*Fragment:*
----

ECLI:NL:CRVB:2024:1958

Centrale Raad van Beroep

Datum uitspraak
16 oktober 2024
Publicatiedatum
22 oktober 2024
Zaaknummer
23/3111 ZW
Instantie
Centrale Raad van Beroep
Type
Uitspraak
Procedures
  • Hoger beroep
Vindplaatsen
  • Rechtspraak.nl
AI samenvatting door LexboostAutomatisch gegenereerd

Terugvordering van onterecht ontvangen ZW-uitkering na dubbele betalingen

In deze zaak gaat het om de terugvordering van een Ziektewet (ZW) uitkering door het Uitvoeringsinstituut werknemersverzekeringen (Uwv) van appellante. Appellante ontving vanaf 5 januari 2021 een uitkering op basis van de Werkloosheidswet en meldde zich op 12 april 2021 ziek. Het Uwv kende haar een ZW-uitkering toe met terugwerkende kracht. Echter, in de periode van 8 september 2021 tot en met 31 januari 2022 heeft het Uwv abusievelijk een dubbele betaling gedaan. Het Uwv vorderde het onterecht betaalde bedrag van € 14.139,94 terug. Appellante betwistte de terugvordering en stelde dat zij niet had kunnen vermoeden dat er dubbele betalingen waren gedaan. De rechtbank Den Haag verklaarde het beroep van appellante ongegrond, wat leidde tot hoger beroep bij de Centrale Raad van Beroep. De Raad oordeelde dat het Uwv terecht had teruggevorderd, omdat appellante onterecht een dubbele betaling had ontvangen. De Raad bevestigde de uitspraak van de rechtbank en oordeelde dat er geen dringende redenen waren om van terugvordering af te zien. Appellante kreeg geen proceskostenvergoeding en het griffierecht werd niet terugbetaald.

----

*Overzicht:*

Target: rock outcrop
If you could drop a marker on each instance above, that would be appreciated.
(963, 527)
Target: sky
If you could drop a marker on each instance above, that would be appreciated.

----

Hoeveel geld vorderde het Uwv volgens het fragment over de uitspraak van de Centrale Raad van Beroep terug? Baseer je uitsluitend op het fragment.

*Antwoord:*
Het Uwv vorderde € 14.139,94 terug.